Objective —
Reproduce this listing in full.

++++ Excerpted records ++++

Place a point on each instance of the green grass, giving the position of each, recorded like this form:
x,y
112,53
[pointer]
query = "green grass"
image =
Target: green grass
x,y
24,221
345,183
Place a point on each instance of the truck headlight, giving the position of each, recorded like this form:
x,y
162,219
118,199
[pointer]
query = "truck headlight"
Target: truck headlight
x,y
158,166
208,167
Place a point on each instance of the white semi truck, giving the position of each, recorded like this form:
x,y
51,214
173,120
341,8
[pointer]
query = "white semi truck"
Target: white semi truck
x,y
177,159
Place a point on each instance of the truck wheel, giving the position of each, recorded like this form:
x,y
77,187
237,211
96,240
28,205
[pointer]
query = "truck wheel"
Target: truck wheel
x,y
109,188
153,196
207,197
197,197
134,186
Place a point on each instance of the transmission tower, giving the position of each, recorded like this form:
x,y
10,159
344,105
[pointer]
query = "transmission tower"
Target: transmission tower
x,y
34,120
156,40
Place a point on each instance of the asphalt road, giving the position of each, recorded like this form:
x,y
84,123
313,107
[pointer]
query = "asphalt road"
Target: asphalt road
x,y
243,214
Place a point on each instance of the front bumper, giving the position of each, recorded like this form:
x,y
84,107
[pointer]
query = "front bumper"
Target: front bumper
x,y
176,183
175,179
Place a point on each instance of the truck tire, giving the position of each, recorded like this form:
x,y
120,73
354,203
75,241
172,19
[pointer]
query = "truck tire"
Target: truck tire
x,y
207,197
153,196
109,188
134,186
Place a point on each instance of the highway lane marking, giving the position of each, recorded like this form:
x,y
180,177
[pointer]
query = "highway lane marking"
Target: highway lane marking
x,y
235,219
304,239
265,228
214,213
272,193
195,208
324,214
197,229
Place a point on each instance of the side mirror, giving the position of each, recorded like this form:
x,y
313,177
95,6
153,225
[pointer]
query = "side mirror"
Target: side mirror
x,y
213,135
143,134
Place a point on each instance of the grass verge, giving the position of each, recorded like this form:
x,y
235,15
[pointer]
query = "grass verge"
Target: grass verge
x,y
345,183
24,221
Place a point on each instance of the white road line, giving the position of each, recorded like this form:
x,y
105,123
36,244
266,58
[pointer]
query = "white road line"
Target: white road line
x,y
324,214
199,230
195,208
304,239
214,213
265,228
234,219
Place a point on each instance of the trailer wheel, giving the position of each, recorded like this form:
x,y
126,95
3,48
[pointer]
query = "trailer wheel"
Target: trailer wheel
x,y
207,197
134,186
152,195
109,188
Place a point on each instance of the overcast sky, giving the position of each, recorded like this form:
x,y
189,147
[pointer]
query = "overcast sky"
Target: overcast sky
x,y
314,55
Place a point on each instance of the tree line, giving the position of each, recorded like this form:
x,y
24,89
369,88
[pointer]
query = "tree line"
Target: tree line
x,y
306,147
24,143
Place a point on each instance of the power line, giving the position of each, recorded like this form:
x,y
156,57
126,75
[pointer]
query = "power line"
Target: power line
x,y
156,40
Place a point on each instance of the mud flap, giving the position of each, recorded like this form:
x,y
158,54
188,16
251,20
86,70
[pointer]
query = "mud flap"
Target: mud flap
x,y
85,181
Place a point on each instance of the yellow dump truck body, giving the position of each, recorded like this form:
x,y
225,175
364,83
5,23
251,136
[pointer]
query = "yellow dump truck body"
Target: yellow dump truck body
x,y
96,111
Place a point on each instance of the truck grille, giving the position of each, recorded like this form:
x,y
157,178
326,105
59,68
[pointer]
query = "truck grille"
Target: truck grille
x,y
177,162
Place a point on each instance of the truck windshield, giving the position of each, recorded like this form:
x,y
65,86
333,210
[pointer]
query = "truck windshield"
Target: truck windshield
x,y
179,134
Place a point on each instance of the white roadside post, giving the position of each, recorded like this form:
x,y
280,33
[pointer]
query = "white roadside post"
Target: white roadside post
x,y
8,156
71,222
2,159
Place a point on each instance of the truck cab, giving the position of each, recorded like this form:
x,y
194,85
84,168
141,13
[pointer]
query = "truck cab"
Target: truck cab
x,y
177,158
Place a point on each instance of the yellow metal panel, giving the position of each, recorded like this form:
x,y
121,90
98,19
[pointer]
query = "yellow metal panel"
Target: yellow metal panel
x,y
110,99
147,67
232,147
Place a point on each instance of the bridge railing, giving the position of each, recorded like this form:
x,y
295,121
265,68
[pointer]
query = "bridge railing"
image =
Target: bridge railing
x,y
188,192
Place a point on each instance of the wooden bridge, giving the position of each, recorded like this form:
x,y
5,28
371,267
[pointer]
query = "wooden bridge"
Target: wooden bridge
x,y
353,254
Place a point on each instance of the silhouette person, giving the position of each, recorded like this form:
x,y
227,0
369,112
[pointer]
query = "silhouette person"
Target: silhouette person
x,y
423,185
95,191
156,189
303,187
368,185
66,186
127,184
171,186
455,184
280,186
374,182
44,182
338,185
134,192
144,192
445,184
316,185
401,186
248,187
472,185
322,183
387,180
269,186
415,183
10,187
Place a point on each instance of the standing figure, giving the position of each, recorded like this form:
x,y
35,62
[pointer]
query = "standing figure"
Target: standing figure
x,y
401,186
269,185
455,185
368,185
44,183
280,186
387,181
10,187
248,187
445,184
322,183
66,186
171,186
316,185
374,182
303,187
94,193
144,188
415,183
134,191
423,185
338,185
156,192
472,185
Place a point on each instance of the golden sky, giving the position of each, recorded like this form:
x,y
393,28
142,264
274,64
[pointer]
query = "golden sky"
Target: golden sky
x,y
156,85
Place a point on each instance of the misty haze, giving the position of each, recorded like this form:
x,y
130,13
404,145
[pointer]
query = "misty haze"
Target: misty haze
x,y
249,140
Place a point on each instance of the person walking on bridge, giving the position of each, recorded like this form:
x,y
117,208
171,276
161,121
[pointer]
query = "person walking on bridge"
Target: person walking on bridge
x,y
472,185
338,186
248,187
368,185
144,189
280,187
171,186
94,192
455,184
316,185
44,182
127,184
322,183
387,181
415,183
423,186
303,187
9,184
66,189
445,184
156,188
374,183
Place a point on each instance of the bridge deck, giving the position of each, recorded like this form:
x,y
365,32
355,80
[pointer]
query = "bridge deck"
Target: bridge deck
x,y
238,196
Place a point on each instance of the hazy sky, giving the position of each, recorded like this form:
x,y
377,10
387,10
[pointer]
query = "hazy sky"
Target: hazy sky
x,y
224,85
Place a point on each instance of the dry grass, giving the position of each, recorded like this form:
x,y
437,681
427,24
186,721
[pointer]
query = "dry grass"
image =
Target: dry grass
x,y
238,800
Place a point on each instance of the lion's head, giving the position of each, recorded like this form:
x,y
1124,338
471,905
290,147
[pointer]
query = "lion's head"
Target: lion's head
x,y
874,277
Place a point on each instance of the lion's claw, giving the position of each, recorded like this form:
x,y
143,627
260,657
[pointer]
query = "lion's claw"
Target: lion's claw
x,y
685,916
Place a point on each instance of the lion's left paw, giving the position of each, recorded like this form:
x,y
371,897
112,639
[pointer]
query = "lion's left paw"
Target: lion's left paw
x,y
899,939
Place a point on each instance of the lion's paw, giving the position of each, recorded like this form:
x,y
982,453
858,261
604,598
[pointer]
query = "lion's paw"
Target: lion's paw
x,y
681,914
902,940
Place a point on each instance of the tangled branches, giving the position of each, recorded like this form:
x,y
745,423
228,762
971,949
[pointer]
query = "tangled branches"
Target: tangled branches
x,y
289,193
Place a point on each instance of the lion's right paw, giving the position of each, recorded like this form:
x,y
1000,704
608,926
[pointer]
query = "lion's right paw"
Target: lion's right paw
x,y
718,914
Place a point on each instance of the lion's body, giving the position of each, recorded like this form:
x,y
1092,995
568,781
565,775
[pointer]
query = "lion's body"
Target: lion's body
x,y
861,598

++++

Written solution —
Place a point on each instance of the green grass, giving the position of each, recorded like this form:
x,y
112,53
[pointer]
query = "green grass"
image =
Target: green grass
x,y
24,221
345,183
Place a point on each instance of the truck headlight, giving the position of each, recorded like this form:
x,y
162,219
118,199
[pointer]
query = "truck headlight"
Target: truck headlight
x,y
158,166
208,167
Place a point on each instance of the white semi truck, giving the position of each, recorded like this form:
x,y
51,214
173,120
341,8
[pointer]
query = "white semi truck"
Target: white semi truck
x,y
177,159
Place a point on each instance of the truck wheel, giving the position of each, recorded like this form:
x,y
77,187
237,211
96,240
28,205
[pointer]
query = "truck wheel"
Target: truck wheel
x,y
109,188
153,196
207,197
197,197
134,186
Place a point on each instance of the transmission tower, giving the position of each, recorded like this form:
x,y
10,159
344,105
[pointer]
query = "transmission tower"
Target: transmission tower
x,y
34,120
156,40
Place a point on each instance of the asphalt road, giving the position of each, recorded like this form:
x,y
84,123
313,107
[pointer]
query = "asphalt road"
Target: asphalt road
x,y
243,214
Place a point on each instance of the front bumper, giving the position of each, recorded like this form:
x,y
84,107
[pointer]
query = "front bumper"
Target: front bumper
x,y
176,183
175,179
Place a point on each instance of the truck tire, giving the position of each, recorded like this form:
x,y
120,73
354,203
75,241
172,19
[pointer]
query = "truck tire"
Target: truck tire
x,y
207,197
153,196
109,188
134,186
Place a point on each instance of the highway lane marking, giving the position of each, recorded like this form:
x,y
180,177
[pointer]
query = "highway lane marking"
Target: highway lane marking
x,y
235,219
304,239
265,228
214,213
272,193
195,208
324,214
197,229
Place a point on each instance of the side mirror, giving the position of each, recorded like this form:
x,y
313,177
95,6
153,225
[pointer]
query = "side mirror"
Target: side mirror
x,y
213,135
143,134
Place a point on each instance of the grass verge, giving the position of each, recorded like this form:
x,y
235,15
[pointer]
query = "grass verge"
Target: grass verge
x,y
345,183
24,221
Place a point on each instance of the white road line, giving the position of each, recorded like this form:
x,y
105,123
36,244
266,58
[pointer]
query = "white road line"
Target: white road line
x,y
324,214
199,230
195,208
304,239
214,213
265,228
234,219
Place a point on each instance of the trailer wheel, giving the position of each, recorded like this form:
x,y
126,95
3,48
[pointer]
query = "trailer wheel"
Target: trailer wheel
x,y
207,197
134,186
152,195
109,188
Place a point on each instance of the overcast sky, giving the position of each, recorded like this form:
x,y
189,147
[pointer]
query = "overcast sky"
Target: overcast sky
x,y
314,55
Place a point on each instance of the tree line, giving the position of each, recorded like this form:
x,y
24,89
369,88
[pointer]
query = "tree line"
Target: tree line
x,y
306,147
24,143
Place a point on each instance of the power line, giving the position of each, recorded like this form:
x,y
156,57
126,75
[pointer]
query = "power line"
Target: power line
x,y
156,40
Place a point on each instance of the mud flap, giving the position of each, recorded like this form:
x,y
158,54
188,16
251,20
86,70
[pointer]
query = "mud flap"
Target: mud flap
x,y
85,181
Place a point on each instance of the yellow dump truck body, giving the position of each, recorded like this form:
x,y
225,175
364,83
5,23
251,136
[pointer]
query = "yellow dump truck body"
Target: yellow dump truck body
x,y
96,111
Place a point on each instance of the truck grille, giving the position of each, recorded like this form:
x,y
157,178
326,105
59,68
[pointer]
query = "truck grille"
Target: truck grille
x,y
177,162
Place a point on each instance of the truck windshield, giving the position of each, recorded like this form:
x,y
65,86
333,210
[pointer]
query = "truck windshield"
Target: truck windshield
x,y
179,134
Place a point on each instance of the white roadside post, giving the position of each, recorded like this form:
x,y
280,33
[pointer]
query = "white roadside post"
Target: white roadside post
x,y
8,156
71,222
2,159
Place a point on each instance of the truck cab, giving the position of each, recorded like this form:
x,y
194,85
84,168
141,13
[pointer]
query = "truck cab"
Target: truck cab
x,y
177,158
Place a point on each instance of the yellow metal panel, giving the position of each, recorded like this form:
x,y
121,90
98,19
[pointer]
query = "yellow metal panel"
Target: yellow metal panel
x,y
110,99
147,67
232,147
Place a point on each instance of the bridge railing, giving the position of each, recorded like this form:
x,y
295,121
265,68
[pointer]
query = "bridge railing"
image =
Target: bridge railing
x,y
188,192
Place a point on each instance of the wooden bridge, giving the position of each, recorded like this form:
x,y
5,28
371,267
[pointer]
query = "wooden bridge"
Target: wooden bridge
x,y
353,254
Place a point on each instance of the silhouette person, giving the position of each, recorded like this form:
x,y
227,0
369,112
[pointer]
query = "silhouette person"
Target: silhouette person
x,y
423,185
95,191
156,189
303,187
368,185
66,186
127,184
171,186
455,184
280,186
374,182
44,182
338,185
134,192
144,192
445,184
316,185
401,186
248,187
472,185
322,183
387,180
269,186
415,183
10,187
Place a point on each instance of the standing figure, giving the position of each, recorded like this form:
x,y
35,62
[pointer]
query = "standing figure"
Target: standing figure
x,y
401,186
269,185
455,185
368,185
44,183
280,186
387,181
10,187
248,187
445,184
322,183
66,186
171,186
316,185
374,182
303,187
94,193
144,188
415,183
134,191
423,185
338,185
156,192
472,185
Place a point on each instance of the golden sky, giving the position of each, recorded like this form:
x,y
393,28
142,264
274,64
[pointer]
query = "golden sky"
Target: golden sky
x,y
156,85
Place a point on each instance of the misty haze, giving the position of each, recorded like this form:
x,y
130,13
404,145
[pointer]
query = "misty haze"
Target: misty haze
x,y
249,140
Place a point on each instance of the person walking on bridge, giving the position of each, recorded like this form:
x,y
117,208
171,276
161,121
[pointer]
query = "person walking on bridge"
Target: person walking on bridge
x,y
472,185
338,186
248,187
368,185
144,189
280,187
171,186
94,192
455,184
316,185
44,182
127,184
322,183
387,181
415,183
423,186
303,187
9,184
66,189
445,184
156,188
374,183
Place a point on each instance of the bridge deck, giving the position of each, recorded like this form:
x,y
365,32
355,80
[pointer]
query = "bridge deck"
Target: bridge deck
x,y
238,196
Place a point on each instance of the hazy sky, giving the position of each, recorded like this form:
x,y
377,10
387,10
[pointer]
query = "hazy sky"
Target: hazy sky
x,y
224,85
Place a point on each instance of the dry grass, giving the position of each, recorded like this form:
x,y
437,681
427,24
186,721
[pointer]
query = "dry grass"
image =
Target: dry grass
x,y
238,800
Place a point on each instance of the lion's head, giving the position of each, recorded like this form:
x,y
1124,338
471,905
290,147
[pointer]
query = "lion's head"
Target: lion's head
x,y
874,277
Place a point on each instance of the lion's claw, giving the position of each, recorded like this form:
x,y
143,627
260,657
[pointer]
query = "lion's claw"
Target: lion's claw
x,y
685,916
Place a point on each instance of the lion's left paw, giving the position of each, recorded like this form:
x,y
371,897
112,639
[pointer]
query = "lion's left paw"
Target: lion's left paw
x,y
899,939
Place a point on each instance of the lion's paw, giving the position of each, recorded like this form:
x,y
982,453
858,261
604,598
[pointer]
query = "lion's paw"
Target: lion's paw
x,y
681,914
902,940
Place a point on each instance of the tangled branches, giving the position of each, recorded like this form:
x,y
745,423
228,762
971,949
[pointer]
query = "tangled branches"
Target: tangled branches
x,y
289,193
Place a point on each instance of the lion's right paw, giving the position of each, recorded like this form:
x,y
1000,704
608,926
[pointer]
query = "lion's right paw"
Target: lion's right paw
x,y
718,914
Place a point on each instance of the lion's body, giving the position of each, recorded like this form:
x,y
1092,995
568,781
565,775
[pointer]
query = "lion's body"
Target: lion's body
x,y
861,598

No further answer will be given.